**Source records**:
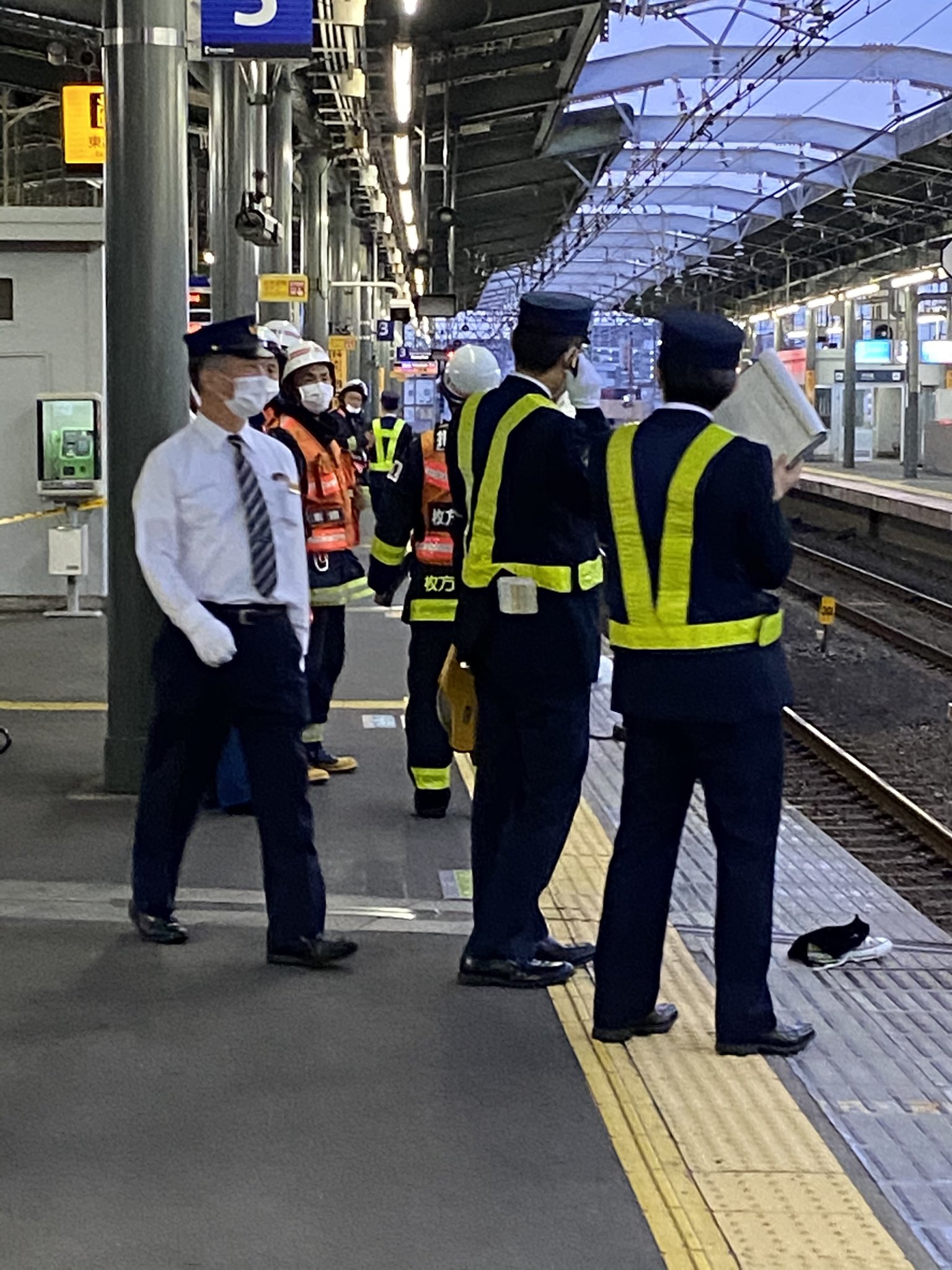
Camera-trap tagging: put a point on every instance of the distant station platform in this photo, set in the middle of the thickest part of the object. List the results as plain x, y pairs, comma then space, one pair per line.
192, 1106
878, 491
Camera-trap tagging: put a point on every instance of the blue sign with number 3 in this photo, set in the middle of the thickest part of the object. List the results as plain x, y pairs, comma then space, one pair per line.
257, 29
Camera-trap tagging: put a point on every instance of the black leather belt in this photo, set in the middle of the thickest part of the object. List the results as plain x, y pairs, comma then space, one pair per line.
245, 615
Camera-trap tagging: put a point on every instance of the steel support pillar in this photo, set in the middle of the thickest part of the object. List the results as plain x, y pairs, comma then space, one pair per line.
146, 305
850, 401
281, 187
367, 303
230, 168
810, 371
339, 257
910, 422
316, 236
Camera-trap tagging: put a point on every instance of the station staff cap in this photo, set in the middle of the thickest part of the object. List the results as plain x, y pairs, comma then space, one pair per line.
705, 340
555, 313
232, 338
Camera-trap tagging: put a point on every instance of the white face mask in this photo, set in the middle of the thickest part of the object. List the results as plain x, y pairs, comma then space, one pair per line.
316, 397
250, 394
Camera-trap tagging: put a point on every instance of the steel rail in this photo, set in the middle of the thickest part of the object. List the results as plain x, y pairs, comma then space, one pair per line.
886, 797
931, 653
937, 607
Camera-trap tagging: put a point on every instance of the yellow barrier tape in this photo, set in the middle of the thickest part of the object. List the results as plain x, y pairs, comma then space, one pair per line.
55, 511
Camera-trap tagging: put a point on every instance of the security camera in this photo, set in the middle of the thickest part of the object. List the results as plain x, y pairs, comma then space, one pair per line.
255, 225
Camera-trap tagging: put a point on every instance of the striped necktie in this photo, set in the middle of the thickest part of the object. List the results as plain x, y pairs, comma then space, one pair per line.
260, 540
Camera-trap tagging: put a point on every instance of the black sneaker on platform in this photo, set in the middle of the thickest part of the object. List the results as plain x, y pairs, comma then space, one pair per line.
575, 954
315, 954
156, 930
785, 1041
499, 973
659, 1021
431, 804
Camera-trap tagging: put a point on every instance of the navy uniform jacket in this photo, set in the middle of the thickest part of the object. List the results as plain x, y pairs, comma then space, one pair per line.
742, 550
545, 516
399, 516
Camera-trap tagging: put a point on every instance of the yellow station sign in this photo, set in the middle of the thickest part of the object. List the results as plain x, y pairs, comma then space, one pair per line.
282, 288
84, 125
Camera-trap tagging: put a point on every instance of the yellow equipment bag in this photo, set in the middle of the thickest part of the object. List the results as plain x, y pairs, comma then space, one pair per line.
456, 704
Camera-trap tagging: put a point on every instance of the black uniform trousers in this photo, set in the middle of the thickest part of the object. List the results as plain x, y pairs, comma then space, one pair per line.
262, 694
532, 751
427, 742
741, 769
325, 658
376, 484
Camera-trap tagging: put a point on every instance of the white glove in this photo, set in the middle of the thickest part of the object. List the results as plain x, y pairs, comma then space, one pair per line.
214, 642
584, 385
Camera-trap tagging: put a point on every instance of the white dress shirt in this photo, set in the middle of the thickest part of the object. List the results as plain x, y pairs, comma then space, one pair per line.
191, 534
687, 406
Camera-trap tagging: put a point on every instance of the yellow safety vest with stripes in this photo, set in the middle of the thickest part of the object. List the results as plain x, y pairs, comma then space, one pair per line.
385, 441
662, 623
480, 568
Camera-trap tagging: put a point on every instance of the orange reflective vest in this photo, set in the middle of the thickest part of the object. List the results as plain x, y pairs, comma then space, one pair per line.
436, 546
329, 495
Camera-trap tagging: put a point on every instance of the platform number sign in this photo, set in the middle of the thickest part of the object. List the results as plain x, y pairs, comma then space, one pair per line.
257, 29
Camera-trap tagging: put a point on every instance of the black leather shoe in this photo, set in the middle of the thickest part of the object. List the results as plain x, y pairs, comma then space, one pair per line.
659, 1021
575, 954
315, 954
431, 804
156, 930
499, 973
783, 1042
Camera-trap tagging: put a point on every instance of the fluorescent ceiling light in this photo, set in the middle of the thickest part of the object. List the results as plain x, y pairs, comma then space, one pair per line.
913, 280
402, 158
403, 82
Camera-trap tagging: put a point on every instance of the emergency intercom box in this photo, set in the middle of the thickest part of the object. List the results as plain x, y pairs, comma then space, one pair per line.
69, 551
69, 446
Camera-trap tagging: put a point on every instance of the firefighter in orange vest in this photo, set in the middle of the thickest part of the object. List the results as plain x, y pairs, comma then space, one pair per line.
415, 506
332, 507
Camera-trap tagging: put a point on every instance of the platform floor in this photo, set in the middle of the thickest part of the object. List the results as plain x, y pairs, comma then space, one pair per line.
192, 1106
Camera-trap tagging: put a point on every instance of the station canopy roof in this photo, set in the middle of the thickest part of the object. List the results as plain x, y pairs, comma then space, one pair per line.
498, 73
756, 172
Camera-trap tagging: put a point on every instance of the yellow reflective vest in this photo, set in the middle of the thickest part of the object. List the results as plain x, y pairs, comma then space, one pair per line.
479, 567
662, 623
385, 441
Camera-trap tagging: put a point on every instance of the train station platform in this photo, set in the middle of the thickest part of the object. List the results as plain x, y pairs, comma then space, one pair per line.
192, 1106
876, 492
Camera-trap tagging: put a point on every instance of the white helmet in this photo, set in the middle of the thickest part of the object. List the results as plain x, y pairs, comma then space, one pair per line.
283, 333
471, 368
306, 353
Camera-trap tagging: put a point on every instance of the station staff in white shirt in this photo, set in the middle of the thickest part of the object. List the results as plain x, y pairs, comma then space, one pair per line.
221, 544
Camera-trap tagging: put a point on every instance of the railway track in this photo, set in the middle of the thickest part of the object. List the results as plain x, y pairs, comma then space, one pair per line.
884, 828
866, 621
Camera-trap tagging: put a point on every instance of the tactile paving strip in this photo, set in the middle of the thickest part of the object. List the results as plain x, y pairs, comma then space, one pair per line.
725, 1165
881, 1066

**PROBLEM REQUIREMENTS**: Verbatim reproduction of every record is required; images are left out.

**TASK SOLUTION**:
Camera-trap tagging: put a point on every instance of the distant station platform in this photo, set in the middle of the thickest part of the object. List the results as plain x, y pairs, comma then space, one pair per line.
192, 1106
878, 491
Camera-trap tagging: put a point on every instance of the blue sign with number 3 in this photo, set in the middle of the thickest part of the object. List the results as plain x, y pairs, comma then space, one pair per line.
257, 29
Camera-trap tagging: put a point on every instance of the black leather belt in this photo, set in the middle of the thickest part of the object. List the results as plain x, y pairs, comma then space, one pair per line.
245, 615
Camera-trap tagging: put a point on every instance of the steel support pillar in this photo, set in the middle of the thickest part of the object. List the results as plain x, y pairs, comma then space, one pair per line.
146, 305
850, 401
281, 187
367, 303
230, 168
810, 371
339, 257
910, 422
316, 236
Camera-trap tagging: put a point on every instance of the station staff cap in this photo, set in the middle of the thickest part of the object. List the results as plain x, y pairs, comma then space, one pair per line.
705, 340
555, 313
232, 338
Camera-trap tagging: put a point on every instance of the white face mask in this photo, set in the middle of the thickest part of the object. List the results as plain x, y pairs, comma then space, one pair per line.
316, 397
250, 394
Camera-trap tagging: put a point on every instance of the steel rail in this photo, set in the middle of the thickest part of the object. List the results as plain x, y pairs, comma then space, one pair per line.
886, 797
931, 653
937, 607
Camera-trap tagging: put a point on every instance of the yellow barrier tape in this photo, set in the middle of the thickest part of the object. List the results as plain x, y pairs, comma then space, one pair per line.
55, 511
Camera-trap tagging: put a point on every instance of the security camera in this photo, set in the middle of the thickest part of the object. List the results as plain x, y pairs, comma then space, one pair per line.
255, 225
Camera-trap tagging: put a point on every instance of the striped necktie in this photo, set in the middle of the thickest part of the object. List the results as plain x, y pairs, comma then space, one pair per line.
260, 540
Camera-trap tagging: put a point on every instance of the black sneaker on platform in this photo, set in the middle of the thickest part of the object. List the results as plain x, y pairs, comma then space, one pair per line.
575, 954
315, 954
156, 930
785, 1041
499, 973
659, 1021
431, 804
Camera-trap tagging: put a point on every instance of the navy uniform jacket in this photo, set in the middle of the thickest part of the object. List the results as plain x, y pairs, comma then space, one pair per line.
742, 550
545, 516
399, 516
Camera-trap tagging: put a point on every instance of the yellow station sign in this photo, set in the middle of the thickest part of the object. List the results as plain x, y pairs, comma then space, one pair per line.
282, 288
84, 125
Camera-trap tagging: put a point on every instance of the yellow equipment bag in this photo, set in the middle of the thickest part of the object. List the results as plain x, y pairs, comma then space, one pair per line.
456, 704
Camera-trap tagging: put a point on every instance of the black uniform trousers in this photo, set in the middle of the thickest part of the object. List the results as plain x, y pairs, comma then space, one pair per line.
262, 694
532, 751
427, 742
741, 769
325, 658
376, 484
Camera-trap tagging: put a point on every instance of the white glove in this photo, set in the middle of the thickest part of the object. List the results as plain x, y pairs, comma then space, one pair per line.
214, 642
584, 385
Camera-trap tagging: put a point on every instance of the white dress shirt in this photo, set in the middle of the thickest part of the object. List the results as plain x, y pairs, comma then space, one pair per line.
191, 534
687, 406
Camera-trap tagging: put a point on every instance of the yellow safety vest with stripes in this photo, set in the middle of the thickest part of the object. List the results as plain x, y pairs, comma then space, one pair per line.
385, 441
662, 623
480, 568
Camera-trap tagging: put a point on every instance of the orange reflective vest in this photo, set in the middle of the thickest part of the object. List the results as plain x, y pairs, comma then space, one pair per line.
436, 546
329, 495
Camera-trap tagging: put a point on every instance of the platform number sign in this photo, set in the middle of the thickest part of the object. List the results as plain x, y pairs, comma then space, one pair per line.
257, 29
Camera-trap tagging: put a point on every instance of the black leather shoe in this photo, set in the middle of the thickest part of the object. List the results as plain x, y pairs, comma then space, one pair per line.
659, 1021
575, 954
315, 954
431, 804
156, 930
499, 973
783, 1042
Camera-trap tagging: put a point on every instance of the fluorescent ceiling light in this photo, set in the middle of the thickest part of the object. List the results as plain x, y pairs, comma then space, one pair per line.
913, 280
402, 158
403, 82
Camera-trap tagging: put a point on every instance of the emergency intercom box in this photo, set in the middle of the thickest part of the object. List the results as plain x, y pairs, comma then space, one pair per line.
69, 551
69, 446
Camera-trap tagging: put a point on every instance of the firefighter in orange vest in this photo, set in the middle of the thickest part of the object. List the results as plain x, y pairs, comma then space, one pair per line.
415, 506
332, 507
Camera-trap tagging: put a point on every instance of the platform floor in this photo, set in the middle of the thickest part of the object. List the results as plain x, y pairs, comma then space, one pair per line.
192, 1106
Camera-trap tagging: put a point on every instance of the station canopy roof in this photo, set in the middle of the thickest part of the object. List the results as plain x, y pairs, comma then space, one pair per line.
498, 73
756, 172
Camera-trap tagging: put a point on every instance of the yellow reflective vest in this photo, set in the middle of the thickest part of the object. List the results as plain x, y pairs, comma then space, one pair per line.
479, 567
662, 623
385, 441
Camera-trap tagging: put a point on every instance of the train station platform in this photo, set in the middle of the thickest part of the object. List the results as plain x, y pairs, comma then space, one pair per line.
192, 1106
876, 492
Camera-trap tagging: put a point on every instance of the white helmet in this photo, set in the middle of the thickest part of the object. List the results as plain x, y pairs, comma then space, one pair per line.
283, 333
471, 368
306, 353
Camera-trap tagging: put a point on every instance of the station staff in white shirt in this photo, set in the middle of the thickest part of the object. List the results as plain x, y pairs, comma then space, one pair per line.
221, 544
Camera-trap tagging: put a point on every instance of the railway track in this photo, set in the middle of the thickest part of the object. List the results as plain x, y pairs, comma then space, one pair per line.
884, 828
866, 621
Camera-trap tagging: put a point on every instance of the tactile paving strip in this photo, set in the middle of the thickest part of the object. List the results as plain x, y pairs, comma then space, one pair per line.
725, 1165
881, 1066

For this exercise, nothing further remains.